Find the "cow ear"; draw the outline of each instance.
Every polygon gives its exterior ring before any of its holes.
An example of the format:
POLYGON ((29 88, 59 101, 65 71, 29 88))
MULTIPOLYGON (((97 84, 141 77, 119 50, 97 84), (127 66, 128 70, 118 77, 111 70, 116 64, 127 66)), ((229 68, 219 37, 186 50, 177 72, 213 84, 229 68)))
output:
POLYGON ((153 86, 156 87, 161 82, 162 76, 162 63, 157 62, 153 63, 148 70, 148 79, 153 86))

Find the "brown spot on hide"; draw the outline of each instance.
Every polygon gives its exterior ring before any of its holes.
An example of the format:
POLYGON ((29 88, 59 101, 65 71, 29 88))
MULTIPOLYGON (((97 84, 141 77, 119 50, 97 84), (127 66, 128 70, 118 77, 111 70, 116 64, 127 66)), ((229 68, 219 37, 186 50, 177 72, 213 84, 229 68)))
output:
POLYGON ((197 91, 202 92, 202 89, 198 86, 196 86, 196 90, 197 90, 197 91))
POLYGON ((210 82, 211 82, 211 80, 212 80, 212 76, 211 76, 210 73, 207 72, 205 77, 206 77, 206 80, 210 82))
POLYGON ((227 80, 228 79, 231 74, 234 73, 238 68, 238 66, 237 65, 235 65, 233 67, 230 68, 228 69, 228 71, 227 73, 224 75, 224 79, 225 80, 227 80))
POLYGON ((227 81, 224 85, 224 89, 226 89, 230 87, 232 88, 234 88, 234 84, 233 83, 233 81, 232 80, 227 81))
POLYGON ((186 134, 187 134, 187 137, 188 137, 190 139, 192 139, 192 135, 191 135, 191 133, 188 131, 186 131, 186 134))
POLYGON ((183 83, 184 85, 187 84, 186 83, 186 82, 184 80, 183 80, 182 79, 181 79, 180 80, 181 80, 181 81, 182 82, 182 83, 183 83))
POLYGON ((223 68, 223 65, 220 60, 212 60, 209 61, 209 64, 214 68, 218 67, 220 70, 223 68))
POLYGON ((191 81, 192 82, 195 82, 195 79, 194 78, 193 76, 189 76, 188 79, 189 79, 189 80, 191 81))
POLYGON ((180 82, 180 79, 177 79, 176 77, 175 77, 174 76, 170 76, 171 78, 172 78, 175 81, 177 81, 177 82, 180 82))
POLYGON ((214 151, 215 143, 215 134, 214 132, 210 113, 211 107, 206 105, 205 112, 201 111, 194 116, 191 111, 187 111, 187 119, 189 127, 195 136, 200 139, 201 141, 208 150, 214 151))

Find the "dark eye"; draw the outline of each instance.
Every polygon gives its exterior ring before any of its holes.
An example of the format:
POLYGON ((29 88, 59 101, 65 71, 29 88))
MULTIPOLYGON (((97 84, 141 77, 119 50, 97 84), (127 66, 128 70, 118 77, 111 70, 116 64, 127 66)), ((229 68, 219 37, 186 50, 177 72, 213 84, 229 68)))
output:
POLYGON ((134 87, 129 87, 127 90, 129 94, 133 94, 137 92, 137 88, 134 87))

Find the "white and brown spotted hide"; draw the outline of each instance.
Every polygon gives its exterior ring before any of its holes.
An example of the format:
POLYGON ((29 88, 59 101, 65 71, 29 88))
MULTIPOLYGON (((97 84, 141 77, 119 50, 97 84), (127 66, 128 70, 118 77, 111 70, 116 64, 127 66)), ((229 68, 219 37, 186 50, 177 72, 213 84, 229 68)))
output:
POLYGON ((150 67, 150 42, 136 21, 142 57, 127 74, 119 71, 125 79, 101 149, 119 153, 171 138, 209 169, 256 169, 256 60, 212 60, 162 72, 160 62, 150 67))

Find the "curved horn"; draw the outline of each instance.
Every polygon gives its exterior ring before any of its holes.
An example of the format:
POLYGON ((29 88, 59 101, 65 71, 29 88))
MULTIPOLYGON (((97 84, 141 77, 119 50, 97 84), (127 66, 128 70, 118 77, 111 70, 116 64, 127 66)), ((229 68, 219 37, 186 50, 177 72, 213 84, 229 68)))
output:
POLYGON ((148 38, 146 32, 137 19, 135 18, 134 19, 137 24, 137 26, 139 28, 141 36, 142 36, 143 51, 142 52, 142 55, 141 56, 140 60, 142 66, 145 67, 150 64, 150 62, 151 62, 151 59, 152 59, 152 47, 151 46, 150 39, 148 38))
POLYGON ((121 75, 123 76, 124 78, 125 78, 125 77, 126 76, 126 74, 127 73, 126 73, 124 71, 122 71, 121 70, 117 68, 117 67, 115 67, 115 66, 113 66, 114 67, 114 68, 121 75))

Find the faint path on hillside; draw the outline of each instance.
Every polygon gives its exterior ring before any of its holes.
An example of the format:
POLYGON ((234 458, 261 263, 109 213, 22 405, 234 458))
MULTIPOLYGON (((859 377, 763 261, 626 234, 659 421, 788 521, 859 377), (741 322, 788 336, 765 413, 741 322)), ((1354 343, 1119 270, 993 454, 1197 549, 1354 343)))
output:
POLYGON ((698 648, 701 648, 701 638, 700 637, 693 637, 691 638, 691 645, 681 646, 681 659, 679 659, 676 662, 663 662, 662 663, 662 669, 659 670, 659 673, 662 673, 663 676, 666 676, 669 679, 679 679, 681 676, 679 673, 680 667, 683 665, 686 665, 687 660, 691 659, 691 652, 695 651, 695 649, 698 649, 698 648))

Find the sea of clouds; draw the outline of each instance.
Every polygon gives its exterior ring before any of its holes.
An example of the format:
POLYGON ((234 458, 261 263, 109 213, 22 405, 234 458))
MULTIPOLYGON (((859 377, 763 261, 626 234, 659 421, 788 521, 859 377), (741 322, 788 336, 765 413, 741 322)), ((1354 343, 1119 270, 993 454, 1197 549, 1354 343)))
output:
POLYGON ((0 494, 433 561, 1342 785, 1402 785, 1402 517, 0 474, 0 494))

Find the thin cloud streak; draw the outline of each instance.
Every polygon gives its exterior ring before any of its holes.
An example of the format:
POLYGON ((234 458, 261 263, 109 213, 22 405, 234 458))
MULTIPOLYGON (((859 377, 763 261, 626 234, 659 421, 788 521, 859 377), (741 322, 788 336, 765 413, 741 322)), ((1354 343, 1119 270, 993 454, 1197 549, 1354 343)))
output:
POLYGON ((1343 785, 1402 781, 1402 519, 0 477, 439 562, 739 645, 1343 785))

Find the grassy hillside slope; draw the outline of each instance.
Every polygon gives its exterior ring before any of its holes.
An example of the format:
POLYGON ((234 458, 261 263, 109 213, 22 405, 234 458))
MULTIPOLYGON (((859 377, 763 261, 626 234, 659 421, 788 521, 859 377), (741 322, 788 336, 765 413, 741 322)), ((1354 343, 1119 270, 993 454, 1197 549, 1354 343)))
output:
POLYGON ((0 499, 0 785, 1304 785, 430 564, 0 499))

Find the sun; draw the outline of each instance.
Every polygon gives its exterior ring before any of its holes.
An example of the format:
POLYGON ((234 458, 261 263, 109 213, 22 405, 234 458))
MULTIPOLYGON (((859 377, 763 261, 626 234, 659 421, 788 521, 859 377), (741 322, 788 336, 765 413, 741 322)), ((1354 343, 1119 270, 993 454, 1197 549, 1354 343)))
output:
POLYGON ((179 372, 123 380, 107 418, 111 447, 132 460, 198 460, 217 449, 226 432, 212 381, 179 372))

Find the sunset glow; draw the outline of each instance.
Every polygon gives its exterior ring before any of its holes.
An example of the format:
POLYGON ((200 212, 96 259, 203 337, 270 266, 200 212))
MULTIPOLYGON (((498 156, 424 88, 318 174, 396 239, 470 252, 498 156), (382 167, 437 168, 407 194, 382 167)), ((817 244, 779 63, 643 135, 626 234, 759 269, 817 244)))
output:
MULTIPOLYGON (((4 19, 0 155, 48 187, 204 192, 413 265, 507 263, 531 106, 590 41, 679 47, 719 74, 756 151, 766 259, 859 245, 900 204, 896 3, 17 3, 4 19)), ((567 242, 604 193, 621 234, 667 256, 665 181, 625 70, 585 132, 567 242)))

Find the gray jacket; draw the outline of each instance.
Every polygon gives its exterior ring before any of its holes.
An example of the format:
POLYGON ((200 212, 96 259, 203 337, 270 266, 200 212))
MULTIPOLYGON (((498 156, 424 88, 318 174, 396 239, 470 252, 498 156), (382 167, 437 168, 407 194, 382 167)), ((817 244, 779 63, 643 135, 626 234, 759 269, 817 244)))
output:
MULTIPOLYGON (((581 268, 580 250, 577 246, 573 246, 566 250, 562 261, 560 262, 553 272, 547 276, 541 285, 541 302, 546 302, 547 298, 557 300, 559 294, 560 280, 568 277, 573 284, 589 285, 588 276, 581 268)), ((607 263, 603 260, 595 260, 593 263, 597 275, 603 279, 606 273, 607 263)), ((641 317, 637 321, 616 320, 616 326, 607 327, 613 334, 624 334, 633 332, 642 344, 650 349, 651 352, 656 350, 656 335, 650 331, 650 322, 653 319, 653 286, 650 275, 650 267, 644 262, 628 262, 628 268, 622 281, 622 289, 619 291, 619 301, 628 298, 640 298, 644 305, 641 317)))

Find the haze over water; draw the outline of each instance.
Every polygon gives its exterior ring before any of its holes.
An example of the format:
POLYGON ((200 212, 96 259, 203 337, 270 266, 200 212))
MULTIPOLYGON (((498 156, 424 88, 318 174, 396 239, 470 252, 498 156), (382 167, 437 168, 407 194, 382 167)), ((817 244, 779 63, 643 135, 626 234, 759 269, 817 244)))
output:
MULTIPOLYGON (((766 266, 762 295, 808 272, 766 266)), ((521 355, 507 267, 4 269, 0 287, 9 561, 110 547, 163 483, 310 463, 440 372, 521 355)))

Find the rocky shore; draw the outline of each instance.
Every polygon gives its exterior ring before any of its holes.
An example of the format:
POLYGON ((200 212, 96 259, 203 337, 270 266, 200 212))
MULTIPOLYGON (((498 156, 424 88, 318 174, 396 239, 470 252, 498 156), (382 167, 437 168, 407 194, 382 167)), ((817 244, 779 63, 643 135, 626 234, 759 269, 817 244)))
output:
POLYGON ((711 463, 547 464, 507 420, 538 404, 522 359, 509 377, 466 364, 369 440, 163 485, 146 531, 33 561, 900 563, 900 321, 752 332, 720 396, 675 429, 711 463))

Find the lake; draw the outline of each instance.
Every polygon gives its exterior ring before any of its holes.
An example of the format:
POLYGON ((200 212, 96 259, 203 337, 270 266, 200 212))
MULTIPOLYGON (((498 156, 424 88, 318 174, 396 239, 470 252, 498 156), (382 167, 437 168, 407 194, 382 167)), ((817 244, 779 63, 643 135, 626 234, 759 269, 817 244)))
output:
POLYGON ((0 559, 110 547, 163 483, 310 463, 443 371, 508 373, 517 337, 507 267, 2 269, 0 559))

-.-.-

:: Work to be completed ::
Repeat, without changes, every line from the one that contains "Find the lake;" through the final line of the data.

:: Expected output ::
Find the lake; draw the outline of each instance.
Every polygon gives its exterior ring before any of its holes.
An example of the format:
POLYGON ((200 212, 96 259, 203 337, 270 266, 200 212))
MULTIPOLYGON (((498 156, 424 88, 318 174, 396 239, 470 252, 498 156), (382 167, 437 168, 407 194, 382 167)), ((817 244, 779 63, 643 135, 626 234, 759 269, 817 244)))
output:
POLYGON ((0 559, 110 547, 163 483, 310 463, 443 371, 508 373, 517 337, 507 267, 2 269, 0 559))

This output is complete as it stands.